--- start ---

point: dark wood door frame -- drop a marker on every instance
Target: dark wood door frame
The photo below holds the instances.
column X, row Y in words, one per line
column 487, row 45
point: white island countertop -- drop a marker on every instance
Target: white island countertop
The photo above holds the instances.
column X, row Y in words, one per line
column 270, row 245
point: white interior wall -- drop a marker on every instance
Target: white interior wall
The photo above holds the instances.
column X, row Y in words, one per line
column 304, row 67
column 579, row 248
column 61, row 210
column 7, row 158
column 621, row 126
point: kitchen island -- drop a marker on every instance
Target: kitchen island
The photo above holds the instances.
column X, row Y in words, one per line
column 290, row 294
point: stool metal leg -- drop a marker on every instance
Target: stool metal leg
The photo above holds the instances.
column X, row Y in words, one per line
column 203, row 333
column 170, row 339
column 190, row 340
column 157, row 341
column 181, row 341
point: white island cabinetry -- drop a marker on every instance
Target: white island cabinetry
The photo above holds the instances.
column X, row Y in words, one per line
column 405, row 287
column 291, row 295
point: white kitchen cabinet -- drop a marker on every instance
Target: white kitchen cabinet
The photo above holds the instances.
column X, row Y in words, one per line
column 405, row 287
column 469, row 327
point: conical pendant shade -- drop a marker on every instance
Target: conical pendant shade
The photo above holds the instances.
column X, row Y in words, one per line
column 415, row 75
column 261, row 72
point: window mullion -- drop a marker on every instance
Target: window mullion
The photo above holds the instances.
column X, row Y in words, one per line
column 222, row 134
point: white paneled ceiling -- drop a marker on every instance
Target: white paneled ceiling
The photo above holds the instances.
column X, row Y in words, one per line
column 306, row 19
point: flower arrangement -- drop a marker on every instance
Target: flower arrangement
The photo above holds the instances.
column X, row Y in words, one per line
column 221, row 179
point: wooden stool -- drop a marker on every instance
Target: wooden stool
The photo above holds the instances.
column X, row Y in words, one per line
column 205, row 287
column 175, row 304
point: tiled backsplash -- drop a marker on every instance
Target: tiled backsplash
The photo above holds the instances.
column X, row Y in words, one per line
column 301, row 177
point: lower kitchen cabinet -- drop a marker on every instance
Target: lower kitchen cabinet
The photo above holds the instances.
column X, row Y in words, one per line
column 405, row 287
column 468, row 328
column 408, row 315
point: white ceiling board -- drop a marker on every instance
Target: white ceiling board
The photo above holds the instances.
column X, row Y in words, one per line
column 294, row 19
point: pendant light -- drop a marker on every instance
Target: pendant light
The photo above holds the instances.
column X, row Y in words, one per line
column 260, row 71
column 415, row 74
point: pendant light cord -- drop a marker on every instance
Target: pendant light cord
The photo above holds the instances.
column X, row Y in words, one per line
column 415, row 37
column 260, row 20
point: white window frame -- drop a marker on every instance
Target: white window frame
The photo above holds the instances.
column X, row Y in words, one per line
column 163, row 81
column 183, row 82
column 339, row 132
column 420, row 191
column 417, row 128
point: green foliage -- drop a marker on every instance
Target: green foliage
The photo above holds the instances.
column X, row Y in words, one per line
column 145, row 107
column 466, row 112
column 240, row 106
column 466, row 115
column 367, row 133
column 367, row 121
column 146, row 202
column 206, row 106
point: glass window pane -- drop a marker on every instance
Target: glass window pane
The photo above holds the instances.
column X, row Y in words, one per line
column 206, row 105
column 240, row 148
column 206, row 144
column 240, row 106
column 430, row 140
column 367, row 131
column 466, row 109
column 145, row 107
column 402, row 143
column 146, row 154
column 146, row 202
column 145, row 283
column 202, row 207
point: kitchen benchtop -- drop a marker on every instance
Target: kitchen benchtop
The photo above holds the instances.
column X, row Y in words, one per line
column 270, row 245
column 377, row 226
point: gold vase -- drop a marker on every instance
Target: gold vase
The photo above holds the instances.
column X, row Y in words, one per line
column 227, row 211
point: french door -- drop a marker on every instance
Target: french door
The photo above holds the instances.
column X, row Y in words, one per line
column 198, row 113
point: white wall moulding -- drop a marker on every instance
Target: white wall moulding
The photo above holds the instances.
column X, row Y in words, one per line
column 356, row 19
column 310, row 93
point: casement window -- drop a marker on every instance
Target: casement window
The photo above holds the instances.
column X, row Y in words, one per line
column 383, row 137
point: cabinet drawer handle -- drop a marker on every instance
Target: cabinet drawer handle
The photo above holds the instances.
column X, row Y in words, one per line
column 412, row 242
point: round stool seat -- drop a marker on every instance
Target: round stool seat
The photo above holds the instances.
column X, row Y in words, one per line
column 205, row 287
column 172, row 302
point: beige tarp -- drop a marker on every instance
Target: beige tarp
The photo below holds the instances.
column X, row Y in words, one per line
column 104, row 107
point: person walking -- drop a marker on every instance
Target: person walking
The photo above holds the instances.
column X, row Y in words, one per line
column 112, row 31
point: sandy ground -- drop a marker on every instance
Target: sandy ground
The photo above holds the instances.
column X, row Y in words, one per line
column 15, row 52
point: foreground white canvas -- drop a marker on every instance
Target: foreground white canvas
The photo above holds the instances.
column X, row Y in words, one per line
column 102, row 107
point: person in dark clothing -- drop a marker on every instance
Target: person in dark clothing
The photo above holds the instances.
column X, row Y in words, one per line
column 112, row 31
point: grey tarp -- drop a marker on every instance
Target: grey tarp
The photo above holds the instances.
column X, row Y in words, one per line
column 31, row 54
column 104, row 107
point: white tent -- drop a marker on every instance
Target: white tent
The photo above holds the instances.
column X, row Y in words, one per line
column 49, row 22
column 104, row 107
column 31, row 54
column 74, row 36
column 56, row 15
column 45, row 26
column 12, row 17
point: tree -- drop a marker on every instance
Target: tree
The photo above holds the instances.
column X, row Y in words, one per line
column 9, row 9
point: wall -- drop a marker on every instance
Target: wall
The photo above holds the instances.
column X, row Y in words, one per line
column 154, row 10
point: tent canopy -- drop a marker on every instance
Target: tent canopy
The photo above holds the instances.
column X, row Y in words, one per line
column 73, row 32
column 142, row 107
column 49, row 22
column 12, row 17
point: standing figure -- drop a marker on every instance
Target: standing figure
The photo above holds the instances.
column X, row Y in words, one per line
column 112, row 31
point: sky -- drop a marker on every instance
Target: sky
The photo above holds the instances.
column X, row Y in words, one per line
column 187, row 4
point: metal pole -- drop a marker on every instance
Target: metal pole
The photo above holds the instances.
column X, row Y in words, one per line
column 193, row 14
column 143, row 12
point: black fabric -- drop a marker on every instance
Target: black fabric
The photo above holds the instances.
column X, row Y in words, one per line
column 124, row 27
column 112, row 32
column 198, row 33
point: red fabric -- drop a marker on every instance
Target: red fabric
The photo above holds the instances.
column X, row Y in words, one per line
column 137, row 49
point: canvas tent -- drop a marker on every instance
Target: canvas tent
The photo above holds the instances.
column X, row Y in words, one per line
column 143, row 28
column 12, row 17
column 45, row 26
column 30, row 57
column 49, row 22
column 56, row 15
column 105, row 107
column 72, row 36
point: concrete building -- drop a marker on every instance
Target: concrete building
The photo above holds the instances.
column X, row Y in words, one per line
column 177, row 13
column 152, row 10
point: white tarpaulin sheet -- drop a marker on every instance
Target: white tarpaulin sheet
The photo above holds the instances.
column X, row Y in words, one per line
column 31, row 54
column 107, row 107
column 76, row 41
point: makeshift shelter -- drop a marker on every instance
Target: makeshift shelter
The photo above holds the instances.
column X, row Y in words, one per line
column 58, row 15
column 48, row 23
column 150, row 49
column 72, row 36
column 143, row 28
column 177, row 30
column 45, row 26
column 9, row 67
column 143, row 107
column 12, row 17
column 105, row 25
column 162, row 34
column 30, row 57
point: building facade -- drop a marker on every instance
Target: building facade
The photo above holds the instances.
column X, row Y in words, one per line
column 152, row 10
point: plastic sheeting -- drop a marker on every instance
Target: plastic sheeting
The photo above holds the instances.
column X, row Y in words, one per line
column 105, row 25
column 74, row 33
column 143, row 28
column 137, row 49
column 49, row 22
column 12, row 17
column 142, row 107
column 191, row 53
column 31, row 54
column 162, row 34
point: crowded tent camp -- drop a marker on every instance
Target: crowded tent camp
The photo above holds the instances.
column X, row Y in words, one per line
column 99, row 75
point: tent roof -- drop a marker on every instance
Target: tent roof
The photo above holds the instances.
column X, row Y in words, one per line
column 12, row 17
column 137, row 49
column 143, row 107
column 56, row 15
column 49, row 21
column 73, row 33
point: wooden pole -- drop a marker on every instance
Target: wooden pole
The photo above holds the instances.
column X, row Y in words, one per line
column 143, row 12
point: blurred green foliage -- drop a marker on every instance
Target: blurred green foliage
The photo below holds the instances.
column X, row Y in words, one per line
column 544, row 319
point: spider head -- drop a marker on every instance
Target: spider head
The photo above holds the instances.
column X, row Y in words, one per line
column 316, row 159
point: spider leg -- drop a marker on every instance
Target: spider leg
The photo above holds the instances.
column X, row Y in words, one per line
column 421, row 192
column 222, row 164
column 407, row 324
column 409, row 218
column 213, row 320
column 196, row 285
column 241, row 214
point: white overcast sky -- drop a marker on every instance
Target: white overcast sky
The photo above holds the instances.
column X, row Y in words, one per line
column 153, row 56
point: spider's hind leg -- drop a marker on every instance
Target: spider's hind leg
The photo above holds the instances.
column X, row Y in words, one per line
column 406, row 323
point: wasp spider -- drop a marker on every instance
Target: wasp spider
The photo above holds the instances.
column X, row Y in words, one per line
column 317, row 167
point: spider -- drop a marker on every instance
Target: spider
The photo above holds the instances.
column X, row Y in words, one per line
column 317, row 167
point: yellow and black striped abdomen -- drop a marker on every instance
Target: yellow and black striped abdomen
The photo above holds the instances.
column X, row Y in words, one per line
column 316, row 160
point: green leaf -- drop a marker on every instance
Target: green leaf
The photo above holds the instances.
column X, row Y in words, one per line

--- end ---
--- start ---

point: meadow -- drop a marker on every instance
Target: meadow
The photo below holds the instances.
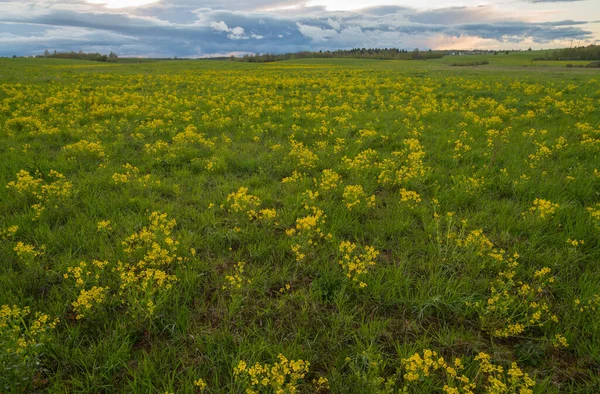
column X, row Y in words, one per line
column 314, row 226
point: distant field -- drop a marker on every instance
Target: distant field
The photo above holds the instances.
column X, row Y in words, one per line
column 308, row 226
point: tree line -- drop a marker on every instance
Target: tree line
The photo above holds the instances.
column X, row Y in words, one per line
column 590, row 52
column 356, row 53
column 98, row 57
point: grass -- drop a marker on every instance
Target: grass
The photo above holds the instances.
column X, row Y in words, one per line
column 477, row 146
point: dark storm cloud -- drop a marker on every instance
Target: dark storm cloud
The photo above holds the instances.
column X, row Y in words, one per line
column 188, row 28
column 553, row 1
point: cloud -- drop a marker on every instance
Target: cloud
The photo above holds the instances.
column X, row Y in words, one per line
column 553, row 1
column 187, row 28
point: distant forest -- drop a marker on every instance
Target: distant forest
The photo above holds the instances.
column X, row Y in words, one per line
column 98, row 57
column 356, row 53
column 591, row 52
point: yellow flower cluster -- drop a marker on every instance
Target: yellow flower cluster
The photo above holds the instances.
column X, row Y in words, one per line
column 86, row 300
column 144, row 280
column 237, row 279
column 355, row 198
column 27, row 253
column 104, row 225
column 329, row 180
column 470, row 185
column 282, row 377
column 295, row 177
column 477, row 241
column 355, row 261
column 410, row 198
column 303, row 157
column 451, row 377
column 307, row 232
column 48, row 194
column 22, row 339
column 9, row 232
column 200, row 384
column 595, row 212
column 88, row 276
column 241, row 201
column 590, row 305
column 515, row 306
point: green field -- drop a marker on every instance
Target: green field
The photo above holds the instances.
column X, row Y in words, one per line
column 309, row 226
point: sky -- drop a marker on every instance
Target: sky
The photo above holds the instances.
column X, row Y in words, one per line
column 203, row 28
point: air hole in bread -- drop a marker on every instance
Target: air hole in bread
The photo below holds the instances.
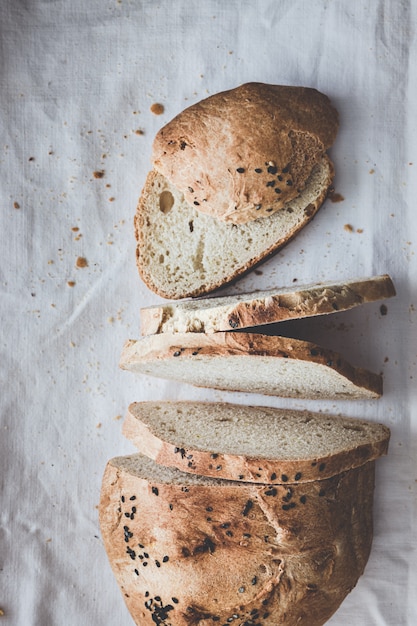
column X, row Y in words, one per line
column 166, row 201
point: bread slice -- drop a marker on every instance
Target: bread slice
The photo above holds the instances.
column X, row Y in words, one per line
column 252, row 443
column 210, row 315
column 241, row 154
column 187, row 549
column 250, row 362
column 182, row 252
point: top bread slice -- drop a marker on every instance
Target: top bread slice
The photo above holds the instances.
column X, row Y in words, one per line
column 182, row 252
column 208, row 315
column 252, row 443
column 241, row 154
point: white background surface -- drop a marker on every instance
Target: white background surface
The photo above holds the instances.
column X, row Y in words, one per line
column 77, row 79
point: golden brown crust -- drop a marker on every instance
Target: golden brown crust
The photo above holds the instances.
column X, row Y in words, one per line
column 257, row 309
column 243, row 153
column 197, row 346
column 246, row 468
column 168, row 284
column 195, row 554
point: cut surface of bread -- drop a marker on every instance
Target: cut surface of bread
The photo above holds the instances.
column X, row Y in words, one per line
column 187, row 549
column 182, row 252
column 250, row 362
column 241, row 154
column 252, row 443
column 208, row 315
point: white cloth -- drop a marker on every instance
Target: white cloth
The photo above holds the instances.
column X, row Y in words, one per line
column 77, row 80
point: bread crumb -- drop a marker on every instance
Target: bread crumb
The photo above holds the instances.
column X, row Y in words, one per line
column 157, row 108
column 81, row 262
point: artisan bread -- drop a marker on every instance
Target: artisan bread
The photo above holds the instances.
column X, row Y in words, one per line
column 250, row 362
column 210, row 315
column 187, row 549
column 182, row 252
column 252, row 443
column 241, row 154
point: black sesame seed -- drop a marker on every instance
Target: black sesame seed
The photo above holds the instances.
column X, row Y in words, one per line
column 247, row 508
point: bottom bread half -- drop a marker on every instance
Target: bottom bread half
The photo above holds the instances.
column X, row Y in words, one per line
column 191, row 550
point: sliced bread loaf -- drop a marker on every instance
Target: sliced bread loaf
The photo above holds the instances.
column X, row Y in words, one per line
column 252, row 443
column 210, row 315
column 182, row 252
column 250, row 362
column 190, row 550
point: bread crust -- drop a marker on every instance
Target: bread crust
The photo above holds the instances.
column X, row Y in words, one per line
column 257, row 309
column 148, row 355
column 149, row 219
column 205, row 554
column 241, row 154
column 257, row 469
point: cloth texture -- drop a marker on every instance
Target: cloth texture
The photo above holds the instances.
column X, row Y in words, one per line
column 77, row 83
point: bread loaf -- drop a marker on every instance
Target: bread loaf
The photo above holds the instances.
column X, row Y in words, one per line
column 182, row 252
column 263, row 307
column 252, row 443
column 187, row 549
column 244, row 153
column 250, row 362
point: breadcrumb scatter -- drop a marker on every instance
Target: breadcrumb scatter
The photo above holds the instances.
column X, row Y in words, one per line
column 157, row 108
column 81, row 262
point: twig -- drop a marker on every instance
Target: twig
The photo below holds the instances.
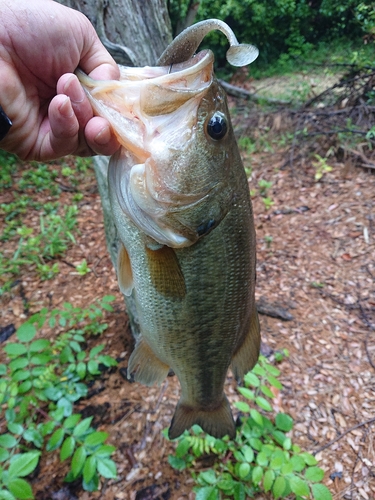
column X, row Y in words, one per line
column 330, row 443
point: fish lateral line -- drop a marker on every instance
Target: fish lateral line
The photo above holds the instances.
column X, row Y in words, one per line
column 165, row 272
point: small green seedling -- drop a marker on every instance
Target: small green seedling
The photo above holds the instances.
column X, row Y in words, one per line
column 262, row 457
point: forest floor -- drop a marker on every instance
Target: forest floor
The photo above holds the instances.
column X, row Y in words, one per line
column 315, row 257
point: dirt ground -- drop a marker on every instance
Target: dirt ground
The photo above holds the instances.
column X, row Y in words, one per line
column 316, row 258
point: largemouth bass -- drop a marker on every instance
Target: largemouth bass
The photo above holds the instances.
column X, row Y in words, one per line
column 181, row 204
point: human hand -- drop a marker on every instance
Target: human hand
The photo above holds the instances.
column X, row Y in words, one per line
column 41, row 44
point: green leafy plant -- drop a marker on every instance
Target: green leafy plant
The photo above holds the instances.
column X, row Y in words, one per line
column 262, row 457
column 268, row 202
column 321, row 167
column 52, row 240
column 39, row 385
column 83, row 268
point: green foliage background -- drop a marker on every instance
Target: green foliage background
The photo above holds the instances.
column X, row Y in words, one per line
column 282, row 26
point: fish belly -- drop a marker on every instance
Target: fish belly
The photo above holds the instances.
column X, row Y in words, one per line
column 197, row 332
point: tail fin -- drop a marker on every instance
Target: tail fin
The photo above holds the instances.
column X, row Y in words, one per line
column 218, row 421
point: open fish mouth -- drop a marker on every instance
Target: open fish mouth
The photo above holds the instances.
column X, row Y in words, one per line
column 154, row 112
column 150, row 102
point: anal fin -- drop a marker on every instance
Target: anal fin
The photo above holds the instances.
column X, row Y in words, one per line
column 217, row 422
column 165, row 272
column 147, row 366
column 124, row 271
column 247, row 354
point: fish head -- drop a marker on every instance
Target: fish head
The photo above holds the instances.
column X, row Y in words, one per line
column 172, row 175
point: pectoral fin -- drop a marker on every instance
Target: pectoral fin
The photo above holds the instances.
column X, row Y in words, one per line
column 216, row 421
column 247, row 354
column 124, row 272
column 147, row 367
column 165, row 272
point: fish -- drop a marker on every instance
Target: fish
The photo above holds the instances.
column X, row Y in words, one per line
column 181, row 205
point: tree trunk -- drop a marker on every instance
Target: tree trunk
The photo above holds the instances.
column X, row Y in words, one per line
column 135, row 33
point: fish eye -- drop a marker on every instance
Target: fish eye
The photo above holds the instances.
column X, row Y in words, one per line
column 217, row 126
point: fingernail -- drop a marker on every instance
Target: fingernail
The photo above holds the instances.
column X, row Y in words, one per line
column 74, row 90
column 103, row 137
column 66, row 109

--- end ---
--- start ---

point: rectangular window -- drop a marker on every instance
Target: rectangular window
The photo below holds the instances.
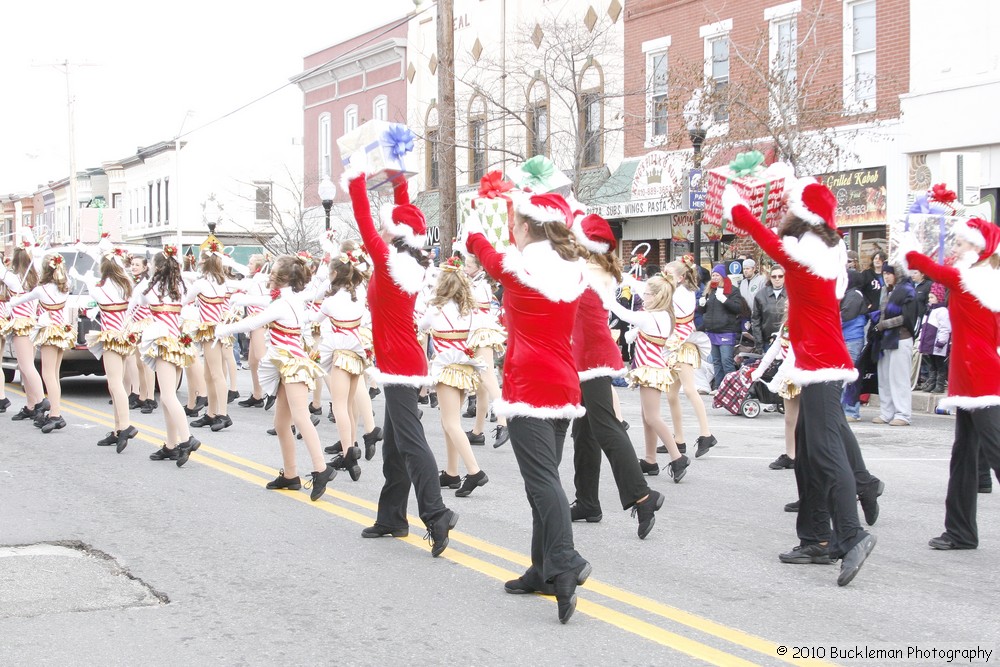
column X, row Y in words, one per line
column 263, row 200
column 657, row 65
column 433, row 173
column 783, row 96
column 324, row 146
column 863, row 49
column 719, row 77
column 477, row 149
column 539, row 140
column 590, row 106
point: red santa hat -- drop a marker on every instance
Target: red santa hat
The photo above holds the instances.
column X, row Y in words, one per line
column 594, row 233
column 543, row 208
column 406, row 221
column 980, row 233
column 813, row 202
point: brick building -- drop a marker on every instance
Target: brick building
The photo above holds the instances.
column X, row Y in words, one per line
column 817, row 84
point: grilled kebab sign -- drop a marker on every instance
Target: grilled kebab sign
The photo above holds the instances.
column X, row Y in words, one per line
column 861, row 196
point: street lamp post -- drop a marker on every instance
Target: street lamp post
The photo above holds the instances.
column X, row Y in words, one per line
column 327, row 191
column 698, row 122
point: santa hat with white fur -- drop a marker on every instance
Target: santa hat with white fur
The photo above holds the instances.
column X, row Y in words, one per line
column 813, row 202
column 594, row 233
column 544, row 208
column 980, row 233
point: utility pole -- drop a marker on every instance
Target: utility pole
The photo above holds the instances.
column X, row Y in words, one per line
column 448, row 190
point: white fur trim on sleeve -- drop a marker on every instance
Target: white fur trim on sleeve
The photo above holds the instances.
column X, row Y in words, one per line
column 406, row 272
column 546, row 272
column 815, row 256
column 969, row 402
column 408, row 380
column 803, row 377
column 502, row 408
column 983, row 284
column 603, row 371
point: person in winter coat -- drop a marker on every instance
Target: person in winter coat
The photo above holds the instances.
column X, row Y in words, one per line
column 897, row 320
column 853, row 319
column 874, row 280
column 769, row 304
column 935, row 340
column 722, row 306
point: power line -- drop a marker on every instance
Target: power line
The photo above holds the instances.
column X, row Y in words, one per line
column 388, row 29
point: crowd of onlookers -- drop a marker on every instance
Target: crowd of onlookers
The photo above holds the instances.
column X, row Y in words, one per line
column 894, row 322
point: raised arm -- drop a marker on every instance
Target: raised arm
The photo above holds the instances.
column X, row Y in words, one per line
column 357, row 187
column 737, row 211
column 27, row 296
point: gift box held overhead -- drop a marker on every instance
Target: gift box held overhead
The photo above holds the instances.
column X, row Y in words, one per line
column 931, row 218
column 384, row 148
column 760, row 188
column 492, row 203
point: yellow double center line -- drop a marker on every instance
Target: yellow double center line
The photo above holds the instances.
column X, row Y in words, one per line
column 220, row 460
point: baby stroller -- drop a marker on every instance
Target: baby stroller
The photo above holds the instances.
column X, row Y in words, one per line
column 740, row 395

--- end ---

GIVEN PROBLEM :: Copy out the lines of the material above, starting with the line that contains "point: brick building" and going on through the line that contains "column 817, row 84", both included.

THE REPLY ::
point: brick building -- drop a marker on every instance
Target: brick building
The photo above holds the instances.
column X, row Y in words, one per line
column 817, row 84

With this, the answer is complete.